## What you have to do:
Reproduce every line of the records below without any changes, leaving out the pictures.

────────────────────

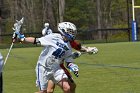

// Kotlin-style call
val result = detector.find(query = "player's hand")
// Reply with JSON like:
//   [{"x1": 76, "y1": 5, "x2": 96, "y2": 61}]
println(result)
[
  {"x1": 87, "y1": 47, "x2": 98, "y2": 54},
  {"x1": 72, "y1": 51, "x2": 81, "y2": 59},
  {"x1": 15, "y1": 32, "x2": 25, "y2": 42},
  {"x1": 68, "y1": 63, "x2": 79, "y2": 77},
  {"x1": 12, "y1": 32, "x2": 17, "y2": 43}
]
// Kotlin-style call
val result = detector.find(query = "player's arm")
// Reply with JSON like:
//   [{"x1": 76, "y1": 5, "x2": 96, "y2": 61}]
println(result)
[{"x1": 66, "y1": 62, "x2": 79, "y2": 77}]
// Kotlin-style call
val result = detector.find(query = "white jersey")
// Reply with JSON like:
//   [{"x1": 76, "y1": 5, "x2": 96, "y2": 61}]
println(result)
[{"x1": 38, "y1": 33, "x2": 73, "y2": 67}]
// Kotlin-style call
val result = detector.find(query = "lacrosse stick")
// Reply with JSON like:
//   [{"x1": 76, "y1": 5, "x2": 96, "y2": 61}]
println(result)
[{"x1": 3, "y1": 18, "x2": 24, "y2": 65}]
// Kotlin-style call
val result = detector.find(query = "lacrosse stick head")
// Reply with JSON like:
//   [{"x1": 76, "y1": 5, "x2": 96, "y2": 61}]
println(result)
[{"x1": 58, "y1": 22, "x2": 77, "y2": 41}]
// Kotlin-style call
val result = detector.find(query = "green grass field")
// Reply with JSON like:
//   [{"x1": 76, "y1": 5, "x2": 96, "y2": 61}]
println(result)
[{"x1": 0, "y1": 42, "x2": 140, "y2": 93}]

────────────────────

## Solution for this task:
// Kotlin-style call
val result = detector.find(query = "player's hand")
// Reply with JSON like:
//   [{"x1": 76, "y1": 5, "x2": 96, "y2": 61}]
println(result)
[
  {"x1": 87, "y1": 47, "x2": 98, "y2": 54},
  {"x1": 72, "y1": 51, "x2": 81, "y2": 59},
  {"x1": 15, "y1": 32, "x2": 25, "y2": 42},
  {"x1": 68, "y1": 63, "x2": 79, "y2": 77},
  {"x1": 12, "y1": 32, "x2": 17, "y2": 43}
]
// Kotlin-style call
val result = detector.find(query = "player's arm")
// Reply with JSON like:
//   [{"x1": 76, "y1": 5, "x2": 96, "y2": 61}]
println(result)
[{"x1": 66, "y1": 62, "x2": 79, "y2": 77}]
// Kotlin-style call
val result = detector.find(query = "white jersey")
// Reply with JSON like:
//   [{"x1": 76, "y1": 5, "x2": 96, "y2": 61}]
println(result)
[{"x1": 38, "y1": 33, "x2": 73, "y2": 67}]
// Kotlin-style call
val result = detector.find(query = "lacrosse stick")
// Reply with JSON like:
//   [{"x1": 76, "y1": 5, "x2": 96, "y2": 61}]
println(result)
[{"x1": 3, "y1": 18, "x2": 24, "y2": 65}]
// Kotlin-style call
val result = detector.find(query = "lacrosse stick head")
// Reply with JSON like:
//   [{"x1": 76, "y1": 5, "x2": 96, "y2": 61}]
println(result)
[{"x1": 58, "y1": 22, "x2": 77, "y2": 41}]
// Kotlin-style call
val result = detector.find(query = "green grass field")
// Reply with JSON like:
//   [{"x1": 76, "y1": 5, "x2": 96, "y2": 61}]
println(result)
[{"x1": 0, "y1": 42, "x2": 140, "y2": 93}]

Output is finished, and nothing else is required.